Records of labeled boxes
-- -- --
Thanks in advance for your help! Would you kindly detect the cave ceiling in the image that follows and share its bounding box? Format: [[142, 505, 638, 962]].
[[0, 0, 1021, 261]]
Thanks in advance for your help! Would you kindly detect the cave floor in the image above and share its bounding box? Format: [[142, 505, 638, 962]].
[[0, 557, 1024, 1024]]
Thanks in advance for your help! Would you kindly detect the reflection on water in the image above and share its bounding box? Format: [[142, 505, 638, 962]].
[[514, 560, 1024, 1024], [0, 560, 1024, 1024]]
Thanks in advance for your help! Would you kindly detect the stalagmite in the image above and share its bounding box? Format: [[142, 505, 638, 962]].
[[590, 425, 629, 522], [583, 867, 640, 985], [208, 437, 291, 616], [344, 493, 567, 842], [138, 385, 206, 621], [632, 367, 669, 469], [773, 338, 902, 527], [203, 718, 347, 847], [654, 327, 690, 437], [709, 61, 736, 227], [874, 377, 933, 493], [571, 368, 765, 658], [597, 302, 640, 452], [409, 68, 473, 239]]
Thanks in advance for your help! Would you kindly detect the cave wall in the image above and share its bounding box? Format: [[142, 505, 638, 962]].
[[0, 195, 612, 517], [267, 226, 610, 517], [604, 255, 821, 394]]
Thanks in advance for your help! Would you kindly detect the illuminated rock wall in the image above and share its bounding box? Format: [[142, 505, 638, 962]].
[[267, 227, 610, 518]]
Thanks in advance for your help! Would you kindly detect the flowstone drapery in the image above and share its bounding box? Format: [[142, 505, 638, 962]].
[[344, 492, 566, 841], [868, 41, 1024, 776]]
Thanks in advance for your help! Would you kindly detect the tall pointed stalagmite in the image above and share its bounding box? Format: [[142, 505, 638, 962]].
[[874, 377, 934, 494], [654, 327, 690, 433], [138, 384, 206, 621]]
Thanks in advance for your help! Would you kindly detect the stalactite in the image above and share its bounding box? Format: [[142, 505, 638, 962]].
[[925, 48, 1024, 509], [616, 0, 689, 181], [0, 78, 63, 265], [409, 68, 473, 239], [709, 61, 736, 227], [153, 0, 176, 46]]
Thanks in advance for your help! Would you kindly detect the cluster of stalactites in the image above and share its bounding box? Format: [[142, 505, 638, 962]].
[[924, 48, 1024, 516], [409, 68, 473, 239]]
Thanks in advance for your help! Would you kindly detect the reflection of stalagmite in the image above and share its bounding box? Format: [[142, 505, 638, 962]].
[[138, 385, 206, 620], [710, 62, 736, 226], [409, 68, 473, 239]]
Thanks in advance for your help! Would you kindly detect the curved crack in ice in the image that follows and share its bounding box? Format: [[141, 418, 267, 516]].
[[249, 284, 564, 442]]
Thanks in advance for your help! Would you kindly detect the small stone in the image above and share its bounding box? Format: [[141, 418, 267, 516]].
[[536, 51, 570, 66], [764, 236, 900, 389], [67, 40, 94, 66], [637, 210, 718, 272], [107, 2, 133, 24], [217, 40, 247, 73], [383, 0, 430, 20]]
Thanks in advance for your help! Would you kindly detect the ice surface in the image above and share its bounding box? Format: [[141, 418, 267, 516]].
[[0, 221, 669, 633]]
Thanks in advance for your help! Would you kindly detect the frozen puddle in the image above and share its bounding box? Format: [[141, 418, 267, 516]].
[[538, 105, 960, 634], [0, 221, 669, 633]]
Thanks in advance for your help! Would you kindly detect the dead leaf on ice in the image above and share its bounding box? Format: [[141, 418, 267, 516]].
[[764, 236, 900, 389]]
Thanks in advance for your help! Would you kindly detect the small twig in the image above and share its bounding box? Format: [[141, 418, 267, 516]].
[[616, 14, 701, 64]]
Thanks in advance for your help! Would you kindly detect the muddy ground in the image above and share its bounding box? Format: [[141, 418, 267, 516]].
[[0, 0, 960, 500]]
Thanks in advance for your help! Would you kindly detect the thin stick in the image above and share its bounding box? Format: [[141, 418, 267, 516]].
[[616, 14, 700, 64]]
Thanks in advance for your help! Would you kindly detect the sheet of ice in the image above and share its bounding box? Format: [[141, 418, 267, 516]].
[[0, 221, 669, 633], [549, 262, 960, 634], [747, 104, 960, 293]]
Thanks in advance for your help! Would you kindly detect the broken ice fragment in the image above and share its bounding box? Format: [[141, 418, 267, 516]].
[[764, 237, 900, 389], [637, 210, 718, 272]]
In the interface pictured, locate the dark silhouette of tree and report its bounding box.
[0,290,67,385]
-- -- --
Given problem – Substitute "enclosing rectangle" for every "bounding box" throughout the listing and leave everything else unchanged.

Task response –
Thanks in advance for your help! Would you kindly detect the cave ceiling in the image that follows and share its enclosing rectangle? Format: [[142, 505, 638, 962]].
[[0, 0, 1021, 261]]
Thanks in advance for your help! Would you kindly detect the cave floor in the image above and share its enclosing rectangle? Format: [[142, 505, 638, 962]].
[[0, 557, 1024, 1024]]
Thanks in advance for your help! Would you kindly detect the reflection on water in the image above and share its enclosing rectangle? Format: [[142, 505, 638, 962]].
[[514, 560, 1024, 1024], [0, 560, 1024, 1024]]
Thanks in advance for your help! Would you kindly detect the stalagmite in the image above and share its enclosing rectangle? Format: [[142, 505, 638, 962]].
[[590, 425, 629, 522], [583, 867, 640, 985], [208, 437, 291, 616], [344, 493, 567, 842], [138, 385, 206, 621], [632, 367, 669, 469], [773, 338, 902, 527], [203, 718, 347, 847], [654, 327, 690, 437], [709, 61, 736, 227], [874, 377, 933, 493], [571, 368, 765, 658], [597, 302, 640, 452], [409, 68, 473, 239]]
Thanks in advance for your help! Would you kindly detect the cave wall in the image above and share its enclosing rectangle? Format: [[142, 505, 638, 962]].
[[0, 195, 612, 517], [267, 226, 610, 517], [604, 255, 821, 394]]
Thanks in advance for your help! Would you kindly detect the illuminated rock wall in the image above and share its enclosing rectangle? Format: [[142, 505, 638, 962]].
[[267, 227, 610, 518]]
Thanks in advance for your help! Would you kindly detect the flowstone drapery in the image above and share its enclosing rectangle? Format: [[142, 505, 638, 962]].
[[344, 492, 566, 841], [868, 41, 1024, 776]]
Thanks in advance for your help! Would you kindly detect the tall pointed stalagmite in the image above and share its enclosing rectangle? Format: [[142, 505, 638, 962]].
[[874, 377, 934, 494], [654, 327, 690, 433], [138, 384, 206, 621]]
Thanks in advance for your help! Would you kindly detect the stalactite in the image above and share its enclosing rectangle? Format: [[142, 505, 638, 962]].
[[925, 48, 1024, 509], [616, 0, 689, 181], [0, 78, 63, 265], [409, 68, 473, 239], [709, 61, 736, 227], [153, 0, 176, 46]]
Thanks in advance for your help! Would you kindly detect the cluster of stalactites in the image above and share its enclosing rectangle? Format: [[142, 505, 638, 962]].
[[924, 48, 1024, 516], [409, 68, 473, 239]]
Thanks in advance for your help! Would you kindly detect the reflection of stalagmite in the image above and share its enclosing rectangle? Format: [[142, 505, 638, 962]].
[[138, 385, 206, 620], [710, 62, 736, 226], [409, 68, 473, 239]]
Thanks in advance for your help! Would you kindly detect the curved crack in ice in the image that follows and share its enclosing rectangle? Format: [[141, 418, 267, 516]].
[[249, 284, 564, 442]]
Thanks in advance for your help! Would you kindly detect the small stone in the image above and share its enclosing rectangle? Format: [[141, 418, 267, 516]].
[[536, 51, 570, 66], [764, 236, 900, 389], [67, 40, 94, 66], [637, 210, 718, 272], [107, 2, 133, 24], [217, 40, 247, 73], [383, 0, 430, 20]]
Thanks in advance for your help! Would you kindly detect the ice surface in the image above and share its enclosing rectangle? Format: [[141, 418, 267, 516]].
[[0, 221, 669, 633]]
Thanks in advance for your help! Would you kindly detect the frozen puddle in the image above and share its enclosing rectangle? Format: [[141, 418, 267, 516]].
[[538, 105, 960, 634], [0, 221, 669, 633]]
Thanks in advance for your help! Would you kindly detect the dead leaf on ice in the image above and share its enclosing rectangle? Format: [[141, 418, 267, 516]].
[[764, 236, 900, 389]]
Thanks in advance for your help! Would you kindly detect the small twig in the image above and share its enclosing rectangle? Format: [[141, 418, 267, 516]].
[[616, 14, 701, 64]]
Thanks in advance for your help! Would you kindly detect the muddy ground in the image above and share its enclosing rectangle? Format: [[141, 418, 267, 516]].
[[0, 0, 960, 500]]
Thanks in advance for your help! Would you kindly detect the thin stick in the image above and share its enclosing rectangle? Format: [[141, 418, 267, 516]].
[[616, 14, 700, 64]]
Thanks in advance for your help! Would you kindly detect the sheet of ice in the image above and share its enclosing rectangle? Format: [[141, 418, 267, 516]].
[[0, 221, 669, 633], [549, 262, 960, 634], [747, 104, 960, 293]]
Thanks in advance for your help! Would you kindly detect the broken ice fragment in the image above and share its enclosing rectangle? Format: [[141, 418, 267, 516]].
[[764, 237, 900, 389], [637, 210, 718, 272]]
In the interface pictured, locate the dark silhouette of tree and report its enclosing rectangle.
[0,290,67,385]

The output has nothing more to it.